**INPUT DATA:**
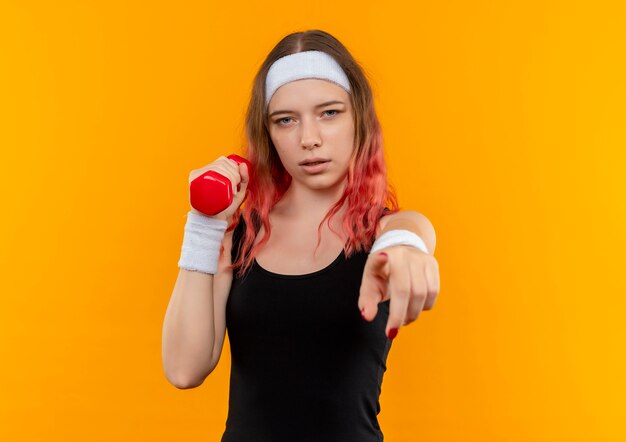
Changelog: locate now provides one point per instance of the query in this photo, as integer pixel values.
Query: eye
(281, 119)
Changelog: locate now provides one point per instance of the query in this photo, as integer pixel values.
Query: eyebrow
(316, 107)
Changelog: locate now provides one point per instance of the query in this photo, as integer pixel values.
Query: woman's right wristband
(201, 243)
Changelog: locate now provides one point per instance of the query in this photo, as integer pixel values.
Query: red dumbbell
(212, 192)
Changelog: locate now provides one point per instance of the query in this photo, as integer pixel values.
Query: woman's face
(304, 124)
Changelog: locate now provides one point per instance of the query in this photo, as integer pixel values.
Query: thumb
(373, 286)
(245, 175)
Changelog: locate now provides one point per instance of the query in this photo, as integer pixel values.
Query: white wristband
(201, 243)
(399, 237)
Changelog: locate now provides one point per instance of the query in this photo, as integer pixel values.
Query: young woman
(315, 273)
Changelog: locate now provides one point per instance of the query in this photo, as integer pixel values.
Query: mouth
(314, 167)
(313, 162)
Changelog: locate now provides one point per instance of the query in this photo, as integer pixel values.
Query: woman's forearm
(188, 330)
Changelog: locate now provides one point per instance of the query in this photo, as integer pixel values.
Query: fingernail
(393, 332)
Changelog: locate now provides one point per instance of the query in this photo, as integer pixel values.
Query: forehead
(305, 93)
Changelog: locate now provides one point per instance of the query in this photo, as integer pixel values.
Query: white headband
(307, 64)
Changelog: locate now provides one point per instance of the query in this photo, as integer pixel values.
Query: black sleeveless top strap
(304, 365)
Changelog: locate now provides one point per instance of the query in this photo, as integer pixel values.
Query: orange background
(504, 124)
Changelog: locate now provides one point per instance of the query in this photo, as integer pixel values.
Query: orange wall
(504, 125)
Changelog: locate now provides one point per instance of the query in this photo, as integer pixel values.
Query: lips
(313, 161)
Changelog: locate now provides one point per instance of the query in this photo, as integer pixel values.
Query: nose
(310, 135)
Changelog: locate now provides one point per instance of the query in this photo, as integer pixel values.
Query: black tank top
(304, 365)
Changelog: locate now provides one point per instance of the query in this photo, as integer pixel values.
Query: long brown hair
(367, 192)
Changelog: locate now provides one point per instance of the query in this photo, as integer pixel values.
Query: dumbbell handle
(212, 192)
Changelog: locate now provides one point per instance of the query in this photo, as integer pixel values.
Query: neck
(309, 204)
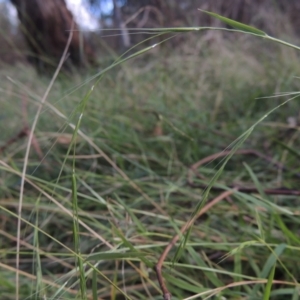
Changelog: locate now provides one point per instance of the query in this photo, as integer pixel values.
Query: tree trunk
(46, 26)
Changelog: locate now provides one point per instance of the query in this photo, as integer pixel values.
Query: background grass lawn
(145, 124)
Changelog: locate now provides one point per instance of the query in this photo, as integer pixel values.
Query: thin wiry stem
(30, 138)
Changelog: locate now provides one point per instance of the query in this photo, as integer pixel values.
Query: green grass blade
(268, 288)
(235, 24)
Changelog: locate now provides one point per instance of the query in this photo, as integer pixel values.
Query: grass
(104, 202)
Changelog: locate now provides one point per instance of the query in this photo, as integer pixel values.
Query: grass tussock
(101, 204)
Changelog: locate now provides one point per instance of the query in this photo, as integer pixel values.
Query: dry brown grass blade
(276, 191)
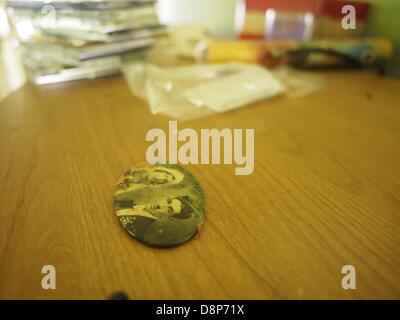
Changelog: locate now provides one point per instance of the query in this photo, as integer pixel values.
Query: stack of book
(63, 40)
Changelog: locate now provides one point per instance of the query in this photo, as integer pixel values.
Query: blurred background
(259, 20)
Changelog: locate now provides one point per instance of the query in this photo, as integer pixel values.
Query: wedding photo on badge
(200, 158)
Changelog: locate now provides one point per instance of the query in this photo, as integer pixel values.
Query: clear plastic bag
(185, 93)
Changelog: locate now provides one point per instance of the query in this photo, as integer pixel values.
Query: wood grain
(325, 193)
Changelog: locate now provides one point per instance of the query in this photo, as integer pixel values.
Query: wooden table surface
(325, 193)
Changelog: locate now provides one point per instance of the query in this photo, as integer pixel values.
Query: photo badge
(161, 205)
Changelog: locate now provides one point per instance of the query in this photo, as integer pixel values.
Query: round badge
(161, 205)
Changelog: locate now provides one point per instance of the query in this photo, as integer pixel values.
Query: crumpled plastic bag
(185, 93)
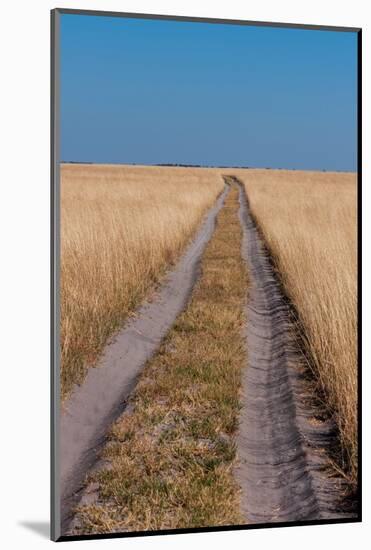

**TASK INSTRUCTIONS:**
Above are the records; give them all again exactly, apart from the pictures.

**ANSWER BELOW:**
Changelog: locate now provides one point per instance of the query in this photo, as integer pixel values.
Query: eye
(281, 119)
Changelog: locate now provides one point per instance of the query in this photo, as integer pixel values.
Query: eyebrow
(316, 107)
Changelog: locate now provides one point per instance of the query in this photo, as integer pixel values.
Query: woman's right wristband
(201, 243)
Changelog: locate now provides one point per instance of the query in this photo, as integer pixel values.
Query: red dumbbell
(212, 192)
Changelog: locate now provides one point per instance of the query in this photo, as integer pixel values.
Query: woman's face
(304, 124)
Changelog: locate now provides one point per instance of the query in this photo, as integer pixel values.
Query: thumb
(373, 286)
(245, 175)
Changelog: locate now provides one point per instance of the query in this photo, as integer pixel values.
Query: white wristband
(201, 243)
(399, 237)
Changelog: locate now provides one point per instance of the query in this photo, as integer pixel values.
Query: young woman
(315, 273)
Changelog: locate now provides one point per instance of the query in this photo, as integer pixel values.
Query: mouth
(314, 167)
(313, 162)
Changelog: locate now provides one point per instance of the query in this photo, as integer pixel values.
Query: woman's forearm
(188, 330)
Changelog: locate now provides one point per instance of the query in this photo, as integer pixel values.
Query: fingernail
(393, 332)
Changelog: locate now provides one point per instance of the query in this photo, as integer pixel values.
Query: forehead
(305, 93)
Changelog: locate now provides one point per instance of the query in this photo, as integer pixel values.
Query: white headband
(307, 64)
Changelog: locate now provides one point per instance of the query in this photo, as integer pixel values.
Query: black sleeveless top strap
(304, 365)
Changelog: locate now provides one point per instance of the query in this photo, as integer pixel values.
Query: orange background
(504, 124)
Changelog: locate now provides one point per instance of the query in this photo, as integer pixel values.
Query: orange wall
(504, 125)
Changelog: locate now provides one point per instance of the query in this photo, as integer pixel values.
Query: lips
(313, 161)
Changelog: locate now provides one point per instance of the query in this photo, as integer pixel values.
Query: nose
(310, 135)
Changelog: locate now provides one point per instance of the query in this photo, as integer pixel values.
Query: black tank top
(304, 365)
Changelog: locate now provides one point per instance of the query in this photo, as integer pixel values.
Query: long brown hair
(367, 192)
Changelog: locate now provides one point per instance of the query in this photo, as integer pixel values.
Query: dumbbell handle
(212, 192)
Changelog: locate now provides one point per instance of the query in this photo, as integer pixel values.
Query: neck
(309, 204)
Changelog: locate now provides one point per instance of the query in this photo, as integer pixel values.
Query: tree trunk
(46, 26)
Changelog: locate now provides one point per instance of the query in this photo, as integer pixel values.
Query: background grass lawn
(145, 124)
Changelog: locate now provides one point per instance of the query in this photo, as integer pixel values.
Query: thin wiry stem
(30, 138)
Changelog: locate now provides one point per instance of the query in this photo, as integer pixel values.
Query: green grass blade
(268, 288)
(235, 24)
Changelog: locate now provides one point per instance of the query in this photo, as integer pixel values.
Query: grass
(104, 202)
Changelog: locate now provides one point per instance of the query in this photo, as integer pixel values.
Query: grass tussock
(101, 204)
Changelog: locate now provides one point per instance of the query in this photo, as integer pixel values.
Query: dry brown grass blade
(276, 191)
Changelog: locate now provides one point per instance of the query in this photo, as integer pixel values.
Query: stack of book
(63, 40)
Changelog: locate now provides one point per instance of the query in this photo, as integer pixel values.
Query: blurred background
(259, 20)
Changelog: locate now provides one point per instance of the query in this photo, as integer pixel values.
Query: wedding photo on badge
(200, 158)
Changelog: locate now provides one point per instance of the query in this photo, as integer pixel values.
Query: clear plastic bag
(185, 93)
Changelog: locate now provides one point per instance of the query in this photo, as integer pixel values.
Query: wood grain
(325, 193)
Changelog: locate now provides one point per instance of the query in this photo, as integer pixel values.
Query: wooden table surface
(325, 193)
Changelog: locate now provides one point per instance of the query in this photo, as integer pixel values.
Query: photo badge
(161, 205)
Changelog: locate now provides one point per instance of the query in this photo, as integer pixel values.
Query: round badge
(161, 205)
Changelog: locate now provides one point per instance of the query in this photo, as integer pixel values.
Query: crumpled plastic bag
(185, 93)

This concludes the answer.